THE REQUEST: Transcribe each of the following rows verbatim, leaving every character unchanged.
┌─ RECORDS SHOWN
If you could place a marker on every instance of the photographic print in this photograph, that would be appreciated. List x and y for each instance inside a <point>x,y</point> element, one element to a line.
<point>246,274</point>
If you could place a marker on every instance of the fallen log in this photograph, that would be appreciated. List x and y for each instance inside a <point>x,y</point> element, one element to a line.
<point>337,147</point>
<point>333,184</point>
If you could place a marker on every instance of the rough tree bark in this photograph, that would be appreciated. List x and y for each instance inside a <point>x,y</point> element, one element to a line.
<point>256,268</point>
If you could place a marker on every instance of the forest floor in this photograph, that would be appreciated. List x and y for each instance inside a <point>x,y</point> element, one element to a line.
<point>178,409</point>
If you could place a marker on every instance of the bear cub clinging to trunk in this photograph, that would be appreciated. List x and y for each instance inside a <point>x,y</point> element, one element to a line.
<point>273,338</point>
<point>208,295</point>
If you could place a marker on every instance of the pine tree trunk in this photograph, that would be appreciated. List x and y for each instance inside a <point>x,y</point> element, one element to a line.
└─
THE COMPLETED TASK:
If you could place a marker on every instance of the photographic print in this photograph, that would be appreciated. List x and y for each instance inside a <point>x,y</point> element, one element to a line.
<point>246,274</point>
If you could place a marker on every instance of the fallen log in this photograph, that would be appreciated. List x and y for each instance inside a <point>x,y</point> element, one element to a line.
<point>337,147</point>
<point>333,184</point>
If you could place a marker on every instance of the rough tree bark in this photograph, that would be appreciated. List x and y for each instance inside a <point>x,y</point> element, one element to a line.
<point>256,268</point>
If you could place a marker on every instance of the forest floor in this photograph, that would be appreciated. List x and y for each instance inside a <point>x,y</point> element, one element to a line.
<point>178,409</point>
If you could place a marker on every instance of the bear cub clinging to trunk in this photograph, that would be appreciated. List x and y for each instance inside a <point>x,y</point> element, one element to a line.
<point>273,338</point>
<point>208,295</point>
If you could place a marker on every instance of the pine tree trunk in this photograph, that would be appreciated. List x and y for each instance inside a <point>x,y</point> element, one element to a line.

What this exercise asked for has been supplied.